Written instruction: Copy all the entries below exactly, but not the pictures.

(Boundary labeling items)
☆ ☆ ☆

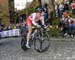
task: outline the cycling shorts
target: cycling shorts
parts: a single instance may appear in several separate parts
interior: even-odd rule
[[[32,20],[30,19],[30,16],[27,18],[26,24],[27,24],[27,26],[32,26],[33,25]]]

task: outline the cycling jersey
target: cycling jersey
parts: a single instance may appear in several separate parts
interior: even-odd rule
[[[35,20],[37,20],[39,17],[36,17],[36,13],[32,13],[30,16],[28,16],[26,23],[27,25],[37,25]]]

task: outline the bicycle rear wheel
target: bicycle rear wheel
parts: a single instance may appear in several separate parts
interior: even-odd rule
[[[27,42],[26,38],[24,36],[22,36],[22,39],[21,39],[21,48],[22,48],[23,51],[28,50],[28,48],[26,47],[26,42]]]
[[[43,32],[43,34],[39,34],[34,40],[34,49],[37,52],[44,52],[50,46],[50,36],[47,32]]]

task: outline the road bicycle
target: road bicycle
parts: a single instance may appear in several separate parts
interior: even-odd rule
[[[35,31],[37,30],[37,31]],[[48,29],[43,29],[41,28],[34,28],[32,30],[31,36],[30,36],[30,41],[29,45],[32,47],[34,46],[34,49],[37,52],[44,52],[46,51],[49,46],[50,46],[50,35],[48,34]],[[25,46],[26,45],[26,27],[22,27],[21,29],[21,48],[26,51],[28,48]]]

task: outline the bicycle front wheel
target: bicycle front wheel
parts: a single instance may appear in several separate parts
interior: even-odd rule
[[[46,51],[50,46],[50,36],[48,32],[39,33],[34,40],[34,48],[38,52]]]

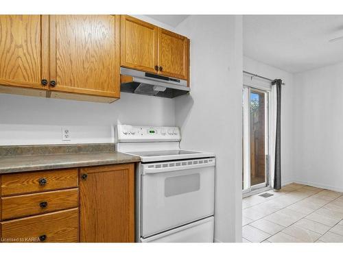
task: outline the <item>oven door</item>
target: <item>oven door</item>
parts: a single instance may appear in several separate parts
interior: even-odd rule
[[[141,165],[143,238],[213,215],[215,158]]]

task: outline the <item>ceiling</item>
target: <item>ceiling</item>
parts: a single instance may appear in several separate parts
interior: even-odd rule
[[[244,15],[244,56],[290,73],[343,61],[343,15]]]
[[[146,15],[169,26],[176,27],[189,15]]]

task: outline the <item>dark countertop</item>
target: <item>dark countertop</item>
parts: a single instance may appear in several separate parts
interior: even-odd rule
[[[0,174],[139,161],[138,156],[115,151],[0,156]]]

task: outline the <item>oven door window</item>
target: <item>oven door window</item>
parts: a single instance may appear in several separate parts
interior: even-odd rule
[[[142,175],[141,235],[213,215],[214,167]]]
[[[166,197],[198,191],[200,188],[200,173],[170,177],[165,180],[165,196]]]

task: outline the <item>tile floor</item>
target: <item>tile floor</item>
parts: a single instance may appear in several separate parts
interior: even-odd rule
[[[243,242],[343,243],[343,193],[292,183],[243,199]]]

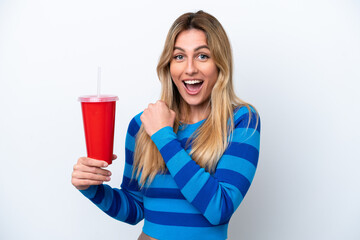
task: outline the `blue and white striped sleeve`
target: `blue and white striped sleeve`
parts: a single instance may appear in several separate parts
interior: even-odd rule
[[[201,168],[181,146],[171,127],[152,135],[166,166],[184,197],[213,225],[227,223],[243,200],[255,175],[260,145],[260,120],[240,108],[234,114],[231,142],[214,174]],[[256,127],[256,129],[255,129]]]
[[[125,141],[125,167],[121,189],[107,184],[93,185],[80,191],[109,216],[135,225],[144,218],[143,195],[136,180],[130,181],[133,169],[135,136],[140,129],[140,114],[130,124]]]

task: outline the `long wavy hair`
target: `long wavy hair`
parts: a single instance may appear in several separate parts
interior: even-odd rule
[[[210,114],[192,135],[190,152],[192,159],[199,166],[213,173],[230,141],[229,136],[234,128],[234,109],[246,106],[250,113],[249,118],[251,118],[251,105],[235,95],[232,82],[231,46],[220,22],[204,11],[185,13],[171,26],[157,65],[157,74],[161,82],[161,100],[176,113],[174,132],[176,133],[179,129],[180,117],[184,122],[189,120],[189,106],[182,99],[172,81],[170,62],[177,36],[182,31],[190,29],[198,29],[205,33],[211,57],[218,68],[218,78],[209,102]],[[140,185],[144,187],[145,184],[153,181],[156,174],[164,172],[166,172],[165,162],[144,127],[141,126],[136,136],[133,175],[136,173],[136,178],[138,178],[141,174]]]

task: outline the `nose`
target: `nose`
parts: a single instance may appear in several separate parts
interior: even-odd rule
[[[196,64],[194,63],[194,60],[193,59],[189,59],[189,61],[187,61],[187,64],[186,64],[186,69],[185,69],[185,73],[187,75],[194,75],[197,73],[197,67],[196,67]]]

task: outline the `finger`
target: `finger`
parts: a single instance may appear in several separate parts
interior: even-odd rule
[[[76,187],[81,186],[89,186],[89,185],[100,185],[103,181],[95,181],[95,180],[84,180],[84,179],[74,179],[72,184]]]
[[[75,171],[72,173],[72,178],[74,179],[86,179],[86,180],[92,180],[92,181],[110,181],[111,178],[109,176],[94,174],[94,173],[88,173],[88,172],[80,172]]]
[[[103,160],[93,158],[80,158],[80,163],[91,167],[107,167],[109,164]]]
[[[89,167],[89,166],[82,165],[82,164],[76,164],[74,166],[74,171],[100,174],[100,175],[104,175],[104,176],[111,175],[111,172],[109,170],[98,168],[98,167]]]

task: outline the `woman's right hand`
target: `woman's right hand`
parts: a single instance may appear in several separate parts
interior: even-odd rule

☆ ☆ ☆

Answer to this task:
task: outline the cycling shorts
target: cycling shorts
parts: a single instance may appear in several separate parts
interior: even-odd rule
[[[32,20],[30,19],[30,16],[27,18],[26,24],[27,24],[27,26],[32,26],[33,25]]]

task: outline the cycling jersey
target: cycling jersey
parts: a single instance may appear in several separate parts
interior: even-odd rule
[[[35,20],[37,20],[39,17],[36,17],[36,13],[32,13],[30,16],[28,16],[26,23],[27,25],[37,25]]]

task: outline the bicycle rear wheel
target: bicycle rear wheel
parts: a single instance may appear in several separate parts
interior: even-odd rule
[[[27,42],[26,38],[24,36],[22,36],[22,39],[21,39],[21,48],[22,48],[23,51],[28,50],[28,48],[26,47],[26,42]]]
[[[43,32],[43,34],[39,34],[34,40],[34,49],[37,52],[44,52],[50,46],[50,36],[47,32]]]

task: outline the road bicycle
target: road bicycle
parts: a single instance may appear in several separate parts
interior: even-odd rule
[[[35,31],[37,30],[37,31]],[[48,29],[43,29],[41,28],[34,28],[32,30],[31,36],[30,36],[30,41],[29,45],[32,47],[34,46],[34,49],[37,52],[44,52],[46,51],[49,46],[50,46],[50,35],[48,34]],[[25,46],[26,45],[26,27],[22,27],[21,29],[21,48],[26,51],[28,48]]]

task: outline the bicycle front wheel
target: bicycle front wheel
parts: a single instance may appear in several separate parts
interior: even-odd rule
[[[46,51],[50,46],[50,36],[48,32],[39,33],[34,40],[34,48],[38,52]]]

task: outline the <item>oven door</item>
target: <item>oven door</item>
parts: a single instance may appear in several separate parts
interior: even-odd rule
[[[141,165],[143,238],[213,215],[215,158]]]

task: outline the <item>ceiling</item>
target: <item>ceiling</item>
parts: a single instance may appear in several separate parts
interior: even-odd rule
[[[244,15],[244,56],[290,73],[343,61],[343,15]]]
[[[146,15],[169,26],[176,27],[189,15]]]

task: outline the <item>dark countertop</item>
target: <item>dark countertop</item>
parts: a single instance may appear in several separate parts
interior: even-odd rule
[[[0,174],[139,161],[138,156],[115,151],[0,156]]]

task: outline the <item>oven door window</item>
target: <item>oven door window</item>
parts: a single instance may appear in several separate parts
interior: even-odd rule
[[[142,175],[141,235],[213,215],[214,167]]]
[[[166,197],[198,191],[200,188],[200,173],[170,177],[165,180],[165,196]]]

task: outline the <item>tile floor</item>
target: <item>tile floor</item>
parts: a single instance may appear in several separate parts
interior: even-odd rule
[[[243,242],[343,243],[343,193],[292,183],[243,199]]]

task: outline the `blue and white striped sleeve`
target: `blue and white striped sleeve`
parts: a single instance may appear in several separate parts
interior: even-odd rule
[[[201,168],[181,146],[171,127],[152,135],[166,166],[184,197],[213,225],[227,223],[243,200],[255,175],[260,145],[260,120],[240,108],[234,114],[231,142],[214,174]],[[256,127],[256,129],[255,129]]]
[[[125,141],[125,167],[121,189],[107,184],[93,185],[80,191],[109,216],[135,225],[144,218],[143,195],[136,180],[130,181],[133,169],[135,136],[140,129],[140,114],[130,124]]]

task: outline the `long wavy hair`
target: `long wavy hair`
parts: a single instance may appear in several separate parts
interior: even-odd rule
[[[210,114],[192,135],[190,152],[192,159],[199,166],[213,173],[230,141],[229,136],[234,128],[234,109],[246,106],[250,113],[249,118],[251,118],[251,105],[235,95],[232,82],[231,46],[220,22],[204,11],[185,13],[171,26],[157,65],[157,74],[161,82],[161,100],[176,113],[174,132],[176,133],[179,129],[180,117],[184,122],[189,120],[189,106],[182,99],[172,81],[170,62],[177,36],[182,31],[190,29],[198,29],[205,33],[211,57],[218,68],[218,78],[209,102]],[[140,185],[144,187],[145,184],[153,181],[156,174],[164,172],[166,172],[165,162],[144,127],[141,126],[136,136],[133,175],[136,173],[136,178],[138,178],[141,174]]]

task: outline the `nose`
target: `nose`
parts: a single instance may appear in several separate parts
interior: even-odd rule
[[[196,64],[194,63],[194,60],[193,59],[189,59],[189,61],[187,61],[187,64],[186,64],[186,69],[185,69],[185,73],[187,75],[194,75],[197,73],[197,67],[196,67]]]

task: outline the `finger`
target: `finger`
parts: a single instance may appear in several separate parts
interior: even-odd rule
[[[76,187],[81,186],[89,186],[89,185],[100,185],[103,181],[95,181],[95,180],[84,180],[84,179],[74,179],[72,184]]]
[[[75,171],[72,173],[72,178],[74,179],[86,179],[86,180],[92,180],[92,181],[110,181],[111,178],[109,176],[94,174],[94,173],[88,173],[88,172],[80,172]]]
[[[103,160],[93,158],[80,158],[80,163],[91,167],[107,167],[109,164]]]
[[[89,167],[89,166],[82,165],[82,164],[76,164],[74,166],[74,171],[100,174],[100,175],[104,175],[104,176],[111,175],[111,172],[109,170],[98,168],[98,167]]]

task: outline the `woman's right hand`
target: `woman's right hand`
parts: a single instance may appear in several separate parts
interior: even-odd rule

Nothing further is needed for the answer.